EXERCISE GOAL:
What follows is a listing; give it again exactly, in its entirety.
^^^^^^^^
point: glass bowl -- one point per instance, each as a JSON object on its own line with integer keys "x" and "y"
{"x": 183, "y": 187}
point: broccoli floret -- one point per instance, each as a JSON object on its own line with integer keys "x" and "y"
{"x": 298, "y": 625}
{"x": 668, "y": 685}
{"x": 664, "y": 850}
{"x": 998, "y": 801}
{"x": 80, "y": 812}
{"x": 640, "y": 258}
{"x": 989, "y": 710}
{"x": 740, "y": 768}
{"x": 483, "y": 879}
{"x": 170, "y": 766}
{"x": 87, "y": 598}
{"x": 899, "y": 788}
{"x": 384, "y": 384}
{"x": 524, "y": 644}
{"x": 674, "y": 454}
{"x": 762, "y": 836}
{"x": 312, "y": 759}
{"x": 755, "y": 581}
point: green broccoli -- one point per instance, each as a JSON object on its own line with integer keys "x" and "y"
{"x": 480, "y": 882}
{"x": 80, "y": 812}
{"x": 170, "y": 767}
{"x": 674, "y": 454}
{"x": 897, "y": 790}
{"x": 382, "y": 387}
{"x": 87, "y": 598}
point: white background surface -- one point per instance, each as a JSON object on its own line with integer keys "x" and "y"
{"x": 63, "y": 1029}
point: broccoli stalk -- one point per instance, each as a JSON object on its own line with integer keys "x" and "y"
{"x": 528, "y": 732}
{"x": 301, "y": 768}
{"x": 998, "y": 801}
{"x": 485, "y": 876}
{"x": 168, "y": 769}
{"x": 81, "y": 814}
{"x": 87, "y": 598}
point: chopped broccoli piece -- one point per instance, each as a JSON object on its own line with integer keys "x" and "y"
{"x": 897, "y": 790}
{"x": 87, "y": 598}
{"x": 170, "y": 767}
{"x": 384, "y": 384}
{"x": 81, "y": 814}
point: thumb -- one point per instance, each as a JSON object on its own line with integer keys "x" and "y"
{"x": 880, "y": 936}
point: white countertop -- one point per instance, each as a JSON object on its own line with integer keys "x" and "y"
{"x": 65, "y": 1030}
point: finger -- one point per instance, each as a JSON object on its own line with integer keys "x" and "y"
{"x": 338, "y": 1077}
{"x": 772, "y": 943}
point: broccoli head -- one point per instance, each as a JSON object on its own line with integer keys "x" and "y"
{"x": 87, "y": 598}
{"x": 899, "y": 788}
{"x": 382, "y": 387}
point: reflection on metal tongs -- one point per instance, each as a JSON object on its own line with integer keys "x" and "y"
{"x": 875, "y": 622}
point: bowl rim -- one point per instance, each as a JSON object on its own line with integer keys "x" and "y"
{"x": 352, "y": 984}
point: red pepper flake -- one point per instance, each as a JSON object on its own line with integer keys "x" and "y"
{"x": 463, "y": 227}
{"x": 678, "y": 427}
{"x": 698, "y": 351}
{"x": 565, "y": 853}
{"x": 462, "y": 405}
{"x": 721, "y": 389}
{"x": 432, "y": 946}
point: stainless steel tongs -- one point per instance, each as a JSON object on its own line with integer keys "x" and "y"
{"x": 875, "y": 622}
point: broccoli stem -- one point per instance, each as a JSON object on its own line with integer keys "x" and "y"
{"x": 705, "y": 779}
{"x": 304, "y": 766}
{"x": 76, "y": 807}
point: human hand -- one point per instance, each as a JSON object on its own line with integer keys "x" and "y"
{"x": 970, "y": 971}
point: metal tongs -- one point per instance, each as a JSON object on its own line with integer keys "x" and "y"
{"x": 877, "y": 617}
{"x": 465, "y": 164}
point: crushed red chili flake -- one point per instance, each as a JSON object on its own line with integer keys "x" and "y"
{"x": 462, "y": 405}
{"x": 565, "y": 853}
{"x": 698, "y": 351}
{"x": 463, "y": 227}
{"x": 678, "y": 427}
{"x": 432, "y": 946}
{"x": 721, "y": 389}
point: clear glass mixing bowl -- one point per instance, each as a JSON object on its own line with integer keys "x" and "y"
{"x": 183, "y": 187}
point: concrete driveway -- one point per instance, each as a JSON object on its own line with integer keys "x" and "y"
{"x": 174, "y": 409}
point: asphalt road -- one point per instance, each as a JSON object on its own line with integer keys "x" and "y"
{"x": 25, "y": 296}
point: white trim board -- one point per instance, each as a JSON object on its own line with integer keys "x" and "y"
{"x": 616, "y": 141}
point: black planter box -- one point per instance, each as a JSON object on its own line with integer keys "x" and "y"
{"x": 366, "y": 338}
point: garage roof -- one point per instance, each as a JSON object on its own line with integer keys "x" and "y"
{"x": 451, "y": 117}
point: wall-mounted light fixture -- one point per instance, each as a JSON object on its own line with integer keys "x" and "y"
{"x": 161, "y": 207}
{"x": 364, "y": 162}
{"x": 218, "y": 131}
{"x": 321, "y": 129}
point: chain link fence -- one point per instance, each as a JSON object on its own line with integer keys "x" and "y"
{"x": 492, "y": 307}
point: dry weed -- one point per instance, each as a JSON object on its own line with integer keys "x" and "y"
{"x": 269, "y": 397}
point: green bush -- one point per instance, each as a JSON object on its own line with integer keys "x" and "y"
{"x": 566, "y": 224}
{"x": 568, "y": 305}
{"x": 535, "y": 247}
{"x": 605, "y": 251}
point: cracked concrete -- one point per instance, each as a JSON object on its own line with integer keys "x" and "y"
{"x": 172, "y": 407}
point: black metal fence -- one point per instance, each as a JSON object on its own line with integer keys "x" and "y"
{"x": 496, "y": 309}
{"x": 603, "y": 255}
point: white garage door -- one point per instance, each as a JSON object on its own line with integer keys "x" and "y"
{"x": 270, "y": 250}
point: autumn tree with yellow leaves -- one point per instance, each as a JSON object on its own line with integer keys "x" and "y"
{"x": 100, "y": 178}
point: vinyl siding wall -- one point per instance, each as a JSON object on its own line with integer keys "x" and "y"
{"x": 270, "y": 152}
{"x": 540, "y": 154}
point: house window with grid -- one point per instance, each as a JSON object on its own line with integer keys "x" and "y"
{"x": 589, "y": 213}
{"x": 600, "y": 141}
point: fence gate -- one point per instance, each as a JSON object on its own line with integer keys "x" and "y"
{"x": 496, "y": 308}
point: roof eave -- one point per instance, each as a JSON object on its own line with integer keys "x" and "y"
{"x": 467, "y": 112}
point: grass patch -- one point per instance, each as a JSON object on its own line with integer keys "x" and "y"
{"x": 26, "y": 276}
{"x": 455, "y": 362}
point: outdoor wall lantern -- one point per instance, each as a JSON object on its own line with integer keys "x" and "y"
^^^^^^^^
COMPLETE RESPONSE:
point: glass bowl -- one point per instance, each as a JSON object on its own line with integer keys "x" and "y"
{"x": 183, "y": 187}
point: broccoli floret -- one point per instance, each as a JSON object on its own line with integer keys "x" and "y"
{"x": 298, "y": 625}
{"x": 668, "y": 685}
{"x": 664, "y": 850}
{"x": 998, "y": 801}
{"x": 80, "y": 812}
{"x": 640, "y": 258}
{"x": 989, "y": 710}
{"x": 740, "y": 768}
{"x": 483, "y": 879}
{"x": 170, "y": 766}
{"x": 87, "y": 598}
{"x": 899, "y": 788}
{"x": 384, "y": 384}
{"x": 524, "y": 644}
{"x": 674, "y": 454}
{"x": 762, "y": 836}
{"x": 312, "y": 759}
{"x": 755, "y": 581}
point: green broccoli -- one point per instance, each as a JSON object on its own line with integer keys "x" and "y"
{"x": 480, "y": 882}
{"x": 80, "y": 812}
{"x": 170, "y": 767}
{"x": 674, "y": 454}
{"x": 897, "y": 790}
{"x": 382, "y": 387}
{"x": 87, "y": 598}
point: white background surface -- one point per instance, each as a JSON object on its own line with integer keys "x" and "y"
{"x": 63, "y": 1029}
point: broccoli stalk -- one point per instance, each as a JSON object on its own line with integer keys "x" and "y"
{"x": 528, "y": 732}
{"x": 301, "y": 768}
{"x": 998, "y": 801}
{"x": 485, "y": 876}
{"x": 168, "y": 769}
{"x": 81, "y": 814}
{"x": 87, "y": 598}
point: chopped broccoli piece -- one point per instance, each as a JSON object on its own line with integer keys "x" and "y"
{"x": 897, "y": 790}
{"x": 87, "y": 598}
{"x": 170, "y": 767}
{"x": 384, "y": 384}
{"x": 81, "y": 814}
point: thumb -- one point per instance, each as a JSON object on its own line with integer keys "x" and "y"
{"x": 880, "y": 936}
point: white countertop -- one point per instance, each as a JSON object on its own line with integer keys "x" and "y"
{"x": 65, "y": 1030}
point: finger -- one point per instance, each as a JSON object on its own line with integer keys "x" and "y"
{"x": 338, "y": 1077}
{"x": 772, "y": 943}
point: broccoli head -- one point per instance, each as a JSON object on its own line with integer keys "x" and "y"
{"x": 87, "y": 598}
{"x": 899, "y": 788}
{"x": 382, "y": 387}
point: reflection on metal tongs -- one point per instance, each as a JSON object on its own line with integer keys "x" and "y"
{"x": 875, "y": 622}
point: bowl rim -- one point per instance, each as a JSON object on its own line with integer keys "x" and "y"
{"x": 352, "y": 984}
point: red pepper flake -- one point per instance, each as a JSON object on its own line with integer keys "x" and "y"
{"x": 463, "y": 227}
{"x": 678, "y": 427}
{"x": 698, "y": 351}
{"x": 565, "y": 853}
{"x": 462, "y": 405}
{"x": 721, "y": 389}
{"x": 432, "y": 946}
point: stainless steel tongs -- one point per instance, each as a JSON object on its own line with integer keys "x" and "y"
{"x": 875, "y": 622}
point: broccoli stem -- one point per instance, each as a JSON object on its own line with integer keys "x" and "y"
{"x": 705, "y": 779}
{"x": 304, "y": 766}
{"x": 76, "y": 807}
point: human hand -- one point per instance, each as a JSON object on its own line with integer keys "x" and "y"
{"x": 970, "y": 971}
point: metal tongs -- one point per instance, each as a JSON object on its own line with integer keys "x" and "y"
{"x": 877, "y": 617}
{"x": 465, "y": 164}
point: crushed red chili flake -- one point per instance, each as a JSON object on its own line with integer keys "x" and "y"
{"x": 462, "y": 405}
{"x": 565, "y": 853}
{"x": 698, "y": 351}
{"x": 463, "y": 227}
{"x": 678, "y": 427}
{"x": 432, "y": 946}
{"x": 721, "y": 389}
point: clear glass mixing bowl -- one point per instance, each as a JSON object on its own line with integer keys "x" and "y"
{"x": 183, "y": 187}
point: concrete driveway -- one point per instance, each as a JSON object on its own line with integer keys "x" and "y"
{"x": 174, "y": 409}
point: asphalt road -- one point per instance, each as a JSON object on its own line with integer keys "x" and "y"
{"x": 25, "y": 296}
point: white trim board -- one point per instance, each as a JSON object on its own line with integer keys "x" and "y"
{"x": 616, "y": 141}
point: black planter box -- one point per instance, each as a JSON object on its own line with integer keys "x" and "y"
{"x": 366, "y": 338}
point: garage roof -- one point per instance, each as a JSON object on its own line with integer keys "x" and "y"
{"x": 451, "y": 117}
point: wall-mounted light fixture -- one point per instance, each as a JSON object on its own line with integer keys "x" and "y"
{"x": 161, "y": 207}
{"x": 364, "y": 162}
{"x": 218, "y": 131}
{"x": 321, "y": 129}
point: chain link fence -- one point per instance, each as a JSON object on its own line with integer keys "x" and "y"
{"x": 492, "y": 307}
point: dry weed -- one point per instance, each as a JSON object on its own line with integer keys "x" and "y"
{"x": 269, "y": 397}
point: green bush -- one point per instance, each as a JSON object on its own line with integer keys "x" and "y"
{"x": 566, "y": 224}
{"x": 568, "y": 305}
{"x": 535, "y": 247}
{"x": 605, "y": 251}
point: cracked concrete -- one point per instance, each as a JSON object on its own line with integer keys "x" and "y"
{"x": 172, "y": 407}
point: black metal fence -- one point per instance, each as a JSON object on its own line with integer keys "x" and "y"
{"x": 496, "y": 309}
{"x": 603, "y": 255}
point: white garage door -- one point per instance, each as a JSON object on its own line with integer keys "x" and "y"
{"x": 270, "y": 250}
point: autumn tree with yellow leaves -- one point per instance, each as a JSON object on its own line with integer keys "x" and "y"
{"x": 100, "y": 178}
point: vinyl siding wall -- one point per instance, each as a JSON object on its own line with integer keys "x" and "y"
{"x": 270, "y": 152}
{"x": 540, "y": 154}
point: house window with grid -- one point per instance, each as a JSON object on its own line with integer keys "x" and "y"
{"x": 589, "y": 213}
{"x": 600, "y": 141}
point: fence gate -- one point per instance, each as a JSON object on its own line with integer keys "x" and "y"
{"x": 496, "y": 308}
point: roof eave -- one point per instance, each as a JSON object on its own line with integer keys "x" and "y"
{"x": 467, "y": 112}
point: grass patch -- one point per instance, each as a JSON object on its own line with integer keys "x" and "y"
{"x": 26, "y": 276}
{"x": 455, "y": 362}
point: outdoor wall lantern -- one point per instance, each as a JSON object on its own line with integer keys "x" and "y"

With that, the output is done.